=== Begin Enclosure ===

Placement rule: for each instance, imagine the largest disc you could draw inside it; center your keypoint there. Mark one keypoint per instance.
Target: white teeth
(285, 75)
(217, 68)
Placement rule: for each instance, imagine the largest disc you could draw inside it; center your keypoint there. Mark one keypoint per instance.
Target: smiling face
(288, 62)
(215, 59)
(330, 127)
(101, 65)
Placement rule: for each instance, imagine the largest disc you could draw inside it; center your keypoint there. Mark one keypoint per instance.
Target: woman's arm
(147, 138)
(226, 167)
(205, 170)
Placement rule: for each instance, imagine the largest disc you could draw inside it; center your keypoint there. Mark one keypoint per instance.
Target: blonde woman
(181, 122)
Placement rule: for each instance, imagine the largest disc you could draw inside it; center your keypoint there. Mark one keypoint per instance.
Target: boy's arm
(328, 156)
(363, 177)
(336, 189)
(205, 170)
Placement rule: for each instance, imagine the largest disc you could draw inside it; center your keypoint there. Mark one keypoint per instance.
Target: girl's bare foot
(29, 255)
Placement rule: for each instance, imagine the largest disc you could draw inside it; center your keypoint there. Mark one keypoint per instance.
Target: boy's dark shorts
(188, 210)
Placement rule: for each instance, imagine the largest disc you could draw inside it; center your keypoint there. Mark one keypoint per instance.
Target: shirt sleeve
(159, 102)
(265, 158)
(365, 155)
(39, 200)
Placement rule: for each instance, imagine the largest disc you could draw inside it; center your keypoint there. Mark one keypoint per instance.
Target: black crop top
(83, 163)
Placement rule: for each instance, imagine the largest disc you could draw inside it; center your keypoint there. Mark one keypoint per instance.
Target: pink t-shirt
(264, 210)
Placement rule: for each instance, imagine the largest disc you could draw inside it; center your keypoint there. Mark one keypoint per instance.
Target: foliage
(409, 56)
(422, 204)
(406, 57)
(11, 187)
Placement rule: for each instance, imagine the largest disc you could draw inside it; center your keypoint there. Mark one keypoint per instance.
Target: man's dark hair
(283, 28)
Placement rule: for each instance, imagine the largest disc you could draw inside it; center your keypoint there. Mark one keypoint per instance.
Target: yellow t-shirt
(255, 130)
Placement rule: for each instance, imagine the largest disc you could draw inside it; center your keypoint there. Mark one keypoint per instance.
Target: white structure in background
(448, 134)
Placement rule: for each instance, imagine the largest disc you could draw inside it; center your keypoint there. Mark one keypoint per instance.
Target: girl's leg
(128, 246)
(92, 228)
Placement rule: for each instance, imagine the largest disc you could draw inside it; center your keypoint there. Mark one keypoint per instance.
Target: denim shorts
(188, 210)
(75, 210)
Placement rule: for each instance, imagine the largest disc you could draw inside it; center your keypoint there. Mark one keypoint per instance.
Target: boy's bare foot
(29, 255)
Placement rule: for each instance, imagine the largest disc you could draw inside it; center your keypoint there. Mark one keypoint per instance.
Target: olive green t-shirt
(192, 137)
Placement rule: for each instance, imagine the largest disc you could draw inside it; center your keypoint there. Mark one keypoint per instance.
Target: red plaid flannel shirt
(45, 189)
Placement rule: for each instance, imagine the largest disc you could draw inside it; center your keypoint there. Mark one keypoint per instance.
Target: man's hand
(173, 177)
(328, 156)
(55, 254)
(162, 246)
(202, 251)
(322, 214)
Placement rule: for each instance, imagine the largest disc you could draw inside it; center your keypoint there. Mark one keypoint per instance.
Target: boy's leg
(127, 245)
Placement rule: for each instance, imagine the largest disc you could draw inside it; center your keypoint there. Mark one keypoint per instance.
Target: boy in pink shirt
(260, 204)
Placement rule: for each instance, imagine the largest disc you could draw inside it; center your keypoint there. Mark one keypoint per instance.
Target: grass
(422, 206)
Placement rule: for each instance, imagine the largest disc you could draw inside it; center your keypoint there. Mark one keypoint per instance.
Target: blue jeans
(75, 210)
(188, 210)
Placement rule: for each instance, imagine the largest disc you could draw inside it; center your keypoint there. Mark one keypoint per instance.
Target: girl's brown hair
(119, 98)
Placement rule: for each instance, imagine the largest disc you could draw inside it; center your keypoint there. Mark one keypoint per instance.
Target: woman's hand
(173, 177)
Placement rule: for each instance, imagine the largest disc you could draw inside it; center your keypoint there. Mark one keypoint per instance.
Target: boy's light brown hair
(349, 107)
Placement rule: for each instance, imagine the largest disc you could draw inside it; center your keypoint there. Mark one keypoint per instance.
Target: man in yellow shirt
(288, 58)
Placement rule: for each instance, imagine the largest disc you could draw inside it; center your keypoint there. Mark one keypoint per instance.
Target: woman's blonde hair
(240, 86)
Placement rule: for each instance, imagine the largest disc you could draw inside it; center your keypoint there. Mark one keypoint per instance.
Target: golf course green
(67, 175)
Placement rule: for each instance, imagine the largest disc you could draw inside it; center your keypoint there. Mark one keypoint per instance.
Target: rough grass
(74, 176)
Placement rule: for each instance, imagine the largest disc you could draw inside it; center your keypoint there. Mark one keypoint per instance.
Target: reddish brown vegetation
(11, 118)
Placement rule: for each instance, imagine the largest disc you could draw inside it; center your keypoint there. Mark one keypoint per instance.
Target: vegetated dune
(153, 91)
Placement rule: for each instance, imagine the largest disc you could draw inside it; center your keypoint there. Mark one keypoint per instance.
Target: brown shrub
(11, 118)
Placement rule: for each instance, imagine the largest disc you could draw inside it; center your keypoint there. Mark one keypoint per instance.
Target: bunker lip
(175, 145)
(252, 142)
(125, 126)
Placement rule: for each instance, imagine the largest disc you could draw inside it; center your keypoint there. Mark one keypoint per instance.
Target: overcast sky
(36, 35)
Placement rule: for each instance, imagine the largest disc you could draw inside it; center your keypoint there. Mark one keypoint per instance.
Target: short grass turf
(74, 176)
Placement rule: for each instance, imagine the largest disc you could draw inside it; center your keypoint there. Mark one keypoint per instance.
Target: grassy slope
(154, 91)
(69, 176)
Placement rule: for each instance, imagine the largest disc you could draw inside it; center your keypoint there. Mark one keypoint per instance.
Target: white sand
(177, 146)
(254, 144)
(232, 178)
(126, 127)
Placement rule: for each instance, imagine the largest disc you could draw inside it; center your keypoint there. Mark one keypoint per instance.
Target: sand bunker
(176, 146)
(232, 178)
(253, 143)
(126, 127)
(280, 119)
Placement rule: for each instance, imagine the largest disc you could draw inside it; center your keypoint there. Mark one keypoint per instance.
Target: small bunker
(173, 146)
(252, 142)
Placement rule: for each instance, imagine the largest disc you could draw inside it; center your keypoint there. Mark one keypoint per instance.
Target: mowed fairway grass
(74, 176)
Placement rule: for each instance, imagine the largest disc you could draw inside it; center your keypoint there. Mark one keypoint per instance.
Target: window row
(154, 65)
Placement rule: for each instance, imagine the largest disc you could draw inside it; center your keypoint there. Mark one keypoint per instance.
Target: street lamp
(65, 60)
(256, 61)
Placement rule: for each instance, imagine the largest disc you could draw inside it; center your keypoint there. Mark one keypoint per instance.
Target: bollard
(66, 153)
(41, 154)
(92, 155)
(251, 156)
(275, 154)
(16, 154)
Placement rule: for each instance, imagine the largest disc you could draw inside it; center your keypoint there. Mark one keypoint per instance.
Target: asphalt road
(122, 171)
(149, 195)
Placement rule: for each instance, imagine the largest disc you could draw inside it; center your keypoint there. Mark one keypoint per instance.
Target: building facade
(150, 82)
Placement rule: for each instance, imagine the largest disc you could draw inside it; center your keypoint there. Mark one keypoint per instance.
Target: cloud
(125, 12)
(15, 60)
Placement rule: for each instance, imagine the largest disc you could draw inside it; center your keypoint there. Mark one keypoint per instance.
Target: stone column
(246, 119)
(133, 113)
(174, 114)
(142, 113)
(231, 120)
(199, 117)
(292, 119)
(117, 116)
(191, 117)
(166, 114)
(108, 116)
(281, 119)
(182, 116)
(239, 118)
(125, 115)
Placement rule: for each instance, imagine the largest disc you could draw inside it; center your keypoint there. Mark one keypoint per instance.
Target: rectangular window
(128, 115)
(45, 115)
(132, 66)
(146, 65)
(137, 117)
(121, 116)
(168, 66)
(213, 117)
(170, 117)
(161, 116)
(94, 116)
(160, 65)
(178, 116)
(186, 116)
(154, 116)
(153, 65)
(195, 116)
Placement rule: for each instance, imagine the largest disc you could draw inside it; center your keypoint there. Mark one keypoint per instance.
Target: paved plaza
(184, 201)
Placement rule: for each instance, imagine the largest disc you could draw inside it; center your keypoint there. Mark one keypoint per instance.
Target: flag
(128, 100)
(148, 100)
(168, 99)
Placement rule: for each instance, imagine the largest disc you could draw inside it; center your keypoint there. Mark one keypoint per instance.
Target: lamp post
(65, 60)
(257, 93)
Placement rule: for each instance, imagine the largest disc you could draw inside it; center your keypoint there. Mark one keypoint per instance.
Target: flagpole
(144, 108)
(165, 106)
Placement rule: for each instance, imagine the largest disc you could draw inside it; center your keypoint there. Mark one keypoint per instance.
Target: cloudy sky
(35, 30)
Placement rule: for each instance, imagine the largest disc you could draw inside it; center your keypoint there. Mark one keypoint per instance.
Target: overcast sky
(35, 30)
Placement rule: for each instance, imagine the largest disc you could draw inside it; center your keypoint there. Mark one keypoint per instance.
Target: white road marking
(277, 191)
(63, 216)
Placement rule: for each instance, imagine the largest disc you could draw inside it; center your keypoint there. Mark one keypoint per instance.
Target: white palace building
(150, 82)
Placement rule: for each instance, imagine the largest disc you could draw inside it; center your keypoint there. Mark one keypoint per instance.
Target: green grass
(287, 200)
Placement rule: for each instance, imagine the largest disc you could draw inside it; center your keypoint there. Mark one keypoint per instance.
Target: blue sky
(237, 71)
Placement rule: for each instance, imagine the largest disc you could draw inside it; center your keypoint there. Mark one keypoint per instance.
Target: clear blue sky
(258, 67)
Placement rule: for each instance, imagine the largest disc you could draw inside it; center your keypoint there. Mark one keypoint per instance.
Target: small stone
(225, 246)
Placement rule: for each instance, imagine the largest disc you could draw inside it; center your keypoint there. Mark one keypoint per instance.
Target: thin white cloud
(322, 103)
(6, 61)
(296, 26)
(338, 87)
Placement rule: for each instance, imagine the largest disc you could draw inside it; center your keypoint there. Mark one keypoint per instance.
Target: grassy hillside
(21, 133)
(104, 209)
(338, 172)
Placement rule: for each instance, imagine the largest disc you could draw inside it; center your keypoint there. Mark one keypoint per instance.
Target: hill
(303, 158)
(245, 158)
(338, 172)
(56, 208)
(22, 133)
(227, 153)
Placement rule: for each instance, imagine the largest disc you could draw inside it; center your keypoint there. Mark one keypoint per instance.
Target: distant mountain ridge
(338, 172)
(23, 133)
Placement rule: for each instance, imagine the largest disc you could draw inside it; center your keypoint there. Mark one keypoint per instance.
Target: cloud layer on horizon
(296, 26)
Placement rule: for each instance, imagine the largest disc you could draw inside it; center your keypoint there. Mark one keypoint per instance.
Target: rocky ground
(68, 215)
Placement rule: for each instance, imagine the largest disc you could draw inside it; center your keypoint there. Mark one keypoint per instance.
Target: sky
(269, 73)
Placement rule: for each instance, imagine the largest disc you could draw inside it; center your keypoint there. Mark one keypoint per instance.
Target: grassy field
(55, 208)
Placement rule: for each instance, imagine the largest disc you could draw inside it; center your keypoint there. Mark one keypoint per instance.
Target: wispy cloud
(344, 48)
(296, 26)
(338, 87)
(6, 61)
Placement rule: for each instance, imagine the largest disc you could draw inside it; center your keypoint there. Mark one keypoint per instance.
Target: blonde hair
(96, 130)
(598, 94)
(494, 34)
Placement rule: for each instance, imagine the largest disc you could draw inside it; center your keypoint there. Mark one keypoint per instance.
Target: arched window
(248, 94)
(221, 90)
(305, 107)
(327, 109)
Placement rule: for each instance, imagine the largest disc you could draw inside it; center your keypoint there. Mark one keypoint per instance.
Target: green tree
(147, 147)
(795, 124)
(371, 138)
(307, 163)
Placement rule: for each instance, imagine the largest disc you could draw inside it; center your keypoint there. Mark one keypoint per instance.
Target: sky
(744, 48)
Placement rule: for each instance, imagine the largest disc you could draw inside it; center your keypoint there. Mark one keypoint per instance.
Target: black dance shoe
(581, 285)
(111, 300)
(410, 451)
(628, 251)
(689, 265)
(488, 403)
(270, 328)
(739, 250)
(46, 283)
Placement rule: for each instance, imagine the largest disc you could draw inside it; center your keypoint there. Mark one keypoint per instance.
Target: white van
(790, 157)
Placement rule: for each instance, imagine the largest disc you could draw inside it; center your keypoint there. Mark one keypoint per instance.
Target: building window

=== End Enclosure ===

In the listing above, take the line containing "Target: blonde hair" as the start and write out every line through the last one exactly, with nothing added.

Solution for this exercise |
Target: blonde hair
(96, 130)
(598, 94)
(494, 34)
Placement rule: for each instance, imagine the largest disc you could draw inside it; center your keypoint there. Mark one keypoint per instance.
Target: arched window
(248, 94)
(221, 90)
(305, 107)
(327, 109)
Placement rule: for each instance, imagine the largest disc you could draw inside it; center your keypoint there. Mark one keypoint per instance.
Target: green tree
(147, 147)
(795, 124)
(371, 138)
(307, 163)
Placement rule: for each instance, imagine the largest disc you could draw inside it; center your keypoint there. Mark one keypoint per instance.
Target: sky
(744, 48)
Placement rule: for each instance, imagine the largest disc you could draw inside it; center your keypoint there. Mark one keypoint per instance.
Target: black dance shoe
(581, 285)
(111, 300)
(410, 451)
(628, 251)
(689, 265)
(488, 403)
(270, 328)
(739, 250)
(46, 283)
Placement rule: for each instance, imagine the largest disc you could draw inside it; center your keypoint there. Mark one keypoint per instance.
Target: white van
(790, 157)
Placement rule: for each instance, imagine the largest disc you could draw inside it; center your keypoint there. Mark one keypoint per instance.
Target: building window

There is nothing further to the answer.